**Exercise details**
List every line of the rows below that contains the word "uniform".

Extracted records
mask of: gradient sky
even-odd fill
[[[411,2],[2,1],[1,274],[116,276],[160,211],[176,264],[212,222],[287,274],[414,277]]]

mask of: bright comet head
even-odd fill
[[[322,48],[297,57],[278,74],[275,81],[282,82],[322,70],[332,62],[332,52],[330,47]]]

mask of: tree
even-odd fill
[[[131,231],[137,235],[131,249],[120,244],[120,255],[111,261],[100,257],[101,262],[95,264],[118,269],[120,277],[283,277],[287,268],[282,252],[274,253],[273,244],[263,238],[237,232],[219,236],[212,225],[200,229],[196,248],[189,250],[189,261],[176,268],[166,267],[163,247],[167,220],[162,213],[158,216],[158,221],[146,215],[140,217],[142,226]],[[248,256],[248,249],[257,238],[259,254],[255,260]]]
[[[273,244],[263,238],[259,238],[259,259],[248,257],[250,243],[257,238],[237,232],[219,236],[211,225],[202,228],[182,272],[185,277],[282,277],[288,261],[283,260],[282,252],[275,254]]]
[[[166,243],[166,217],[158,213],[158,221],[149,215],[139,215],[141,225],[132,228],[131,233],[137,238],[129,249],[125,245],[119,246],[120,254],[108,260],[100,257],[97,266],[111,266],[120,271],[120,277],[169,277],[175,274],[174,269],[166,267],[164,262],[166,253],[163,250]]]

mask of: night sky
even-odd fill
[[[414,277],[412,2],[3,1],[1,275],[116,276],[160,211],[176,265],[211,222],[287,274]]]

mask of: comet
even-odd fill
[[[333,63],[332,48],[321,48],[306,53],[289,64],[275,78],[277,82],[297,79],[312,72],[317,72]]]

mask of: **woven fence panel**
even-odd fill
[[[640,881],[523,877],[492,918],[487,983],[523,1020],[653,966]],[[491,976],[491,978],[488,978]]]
...
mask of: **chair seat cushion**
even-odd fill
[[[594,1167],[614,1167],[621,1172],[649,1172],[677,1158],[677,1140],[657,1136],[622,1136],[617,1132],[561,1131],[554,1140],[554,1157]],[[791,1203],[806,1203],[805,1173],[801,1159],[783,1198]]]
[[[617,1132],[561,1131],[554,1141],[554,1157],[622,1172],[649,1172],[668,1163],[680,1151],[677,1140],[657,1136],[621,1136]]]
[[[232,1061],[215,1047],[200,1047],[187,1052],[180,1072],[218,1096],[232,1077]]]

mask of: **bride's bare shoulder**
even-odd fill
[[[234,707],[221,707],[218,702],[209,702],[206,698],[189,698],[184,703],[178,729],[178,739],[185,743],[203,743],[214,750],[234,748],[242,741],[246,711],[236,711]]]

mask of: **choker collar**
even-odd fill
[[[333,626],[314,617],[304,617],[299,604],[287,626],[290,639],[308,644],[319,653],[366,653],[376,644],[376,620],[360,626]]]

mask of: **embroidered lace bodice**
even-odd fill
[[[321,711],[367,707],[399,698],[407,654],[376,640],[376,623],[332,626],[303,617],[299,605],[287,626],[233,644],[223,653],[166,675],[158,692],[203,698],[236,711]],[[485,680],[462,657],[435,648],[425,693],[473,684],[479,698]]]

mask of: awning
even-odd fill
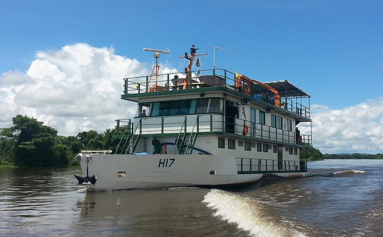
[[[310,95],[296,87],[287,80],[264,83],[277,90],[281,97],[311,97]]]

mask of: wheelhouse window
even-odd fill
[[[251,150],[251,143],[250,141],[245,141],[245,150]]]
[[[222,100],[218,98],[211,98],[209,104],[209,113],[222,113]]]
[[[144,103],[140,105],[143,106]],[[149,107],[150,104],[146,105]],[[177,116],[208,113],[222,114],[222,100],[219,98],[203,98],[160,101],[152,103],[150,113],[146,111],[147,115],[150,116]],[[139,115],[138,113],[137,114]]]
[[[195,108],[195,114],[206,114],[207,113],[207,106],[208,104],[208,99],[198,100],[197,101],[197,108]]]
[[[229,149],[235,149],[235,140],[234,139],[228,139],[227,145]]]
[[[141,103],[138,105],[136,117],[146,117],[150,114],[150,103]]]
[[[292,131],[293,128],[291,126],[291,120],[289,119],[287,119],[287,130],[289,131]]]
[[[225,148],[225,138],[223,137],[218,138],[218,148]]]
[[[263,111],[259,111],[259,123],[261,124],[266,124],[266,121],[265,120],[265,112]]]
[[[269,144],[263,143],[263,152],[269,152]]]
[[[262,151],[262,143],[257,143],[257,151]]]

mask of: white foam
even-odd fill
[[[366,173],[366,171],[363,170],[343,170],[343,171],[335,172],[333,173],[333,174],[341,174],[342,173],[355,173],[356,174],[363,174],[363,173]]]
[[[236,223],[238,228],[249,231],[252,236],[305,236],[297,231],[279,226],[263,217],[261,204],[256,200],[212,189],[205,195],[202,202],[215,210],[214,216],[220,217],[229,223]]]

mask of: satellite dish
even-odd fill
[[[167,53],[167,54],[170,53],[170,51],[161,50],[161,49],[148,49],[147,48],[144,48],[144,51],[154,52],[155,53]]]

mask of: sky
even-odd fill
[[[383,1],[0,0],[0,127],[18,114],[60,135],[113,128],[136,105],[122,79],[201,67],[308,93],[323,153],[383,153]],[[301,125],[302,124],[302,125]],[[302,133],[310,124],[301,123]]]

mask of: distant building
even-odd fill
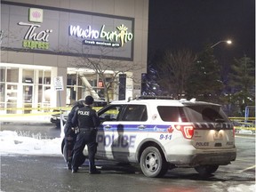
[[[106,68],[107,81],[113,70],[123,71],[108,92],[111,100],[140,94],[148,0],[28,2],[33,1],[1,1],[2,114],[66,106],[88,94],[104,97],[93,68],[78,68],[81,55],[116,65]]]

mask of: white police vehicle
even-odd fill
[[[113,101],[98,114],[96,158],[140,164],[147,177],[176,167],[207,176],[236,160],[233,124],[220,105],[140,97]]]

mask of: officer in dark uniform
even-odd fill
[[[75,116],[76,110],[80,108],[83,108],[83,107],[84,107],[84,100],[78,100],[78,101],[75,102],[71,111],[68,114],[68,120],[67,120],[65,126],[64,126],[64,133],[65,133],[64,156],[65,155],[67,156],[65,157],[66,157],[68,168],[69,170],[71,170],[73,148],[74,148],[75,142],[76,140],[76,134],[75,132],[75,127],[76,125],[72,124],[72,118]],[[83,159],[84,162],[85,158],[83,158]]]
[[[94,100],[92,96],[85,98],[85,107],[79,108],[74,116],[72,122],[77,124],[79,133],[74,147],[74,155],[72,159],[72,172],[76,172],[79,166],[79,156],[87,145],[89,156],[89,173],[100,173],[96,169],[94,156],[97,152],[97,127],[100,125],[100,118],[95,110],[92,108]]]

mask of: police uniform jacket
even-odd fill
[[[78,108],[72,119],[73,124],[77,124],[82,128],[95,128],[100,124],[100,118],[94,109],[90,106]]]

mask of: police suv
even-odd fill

**Result of this task**
mask of: officer in dark uniform
mask of: police uniform jacket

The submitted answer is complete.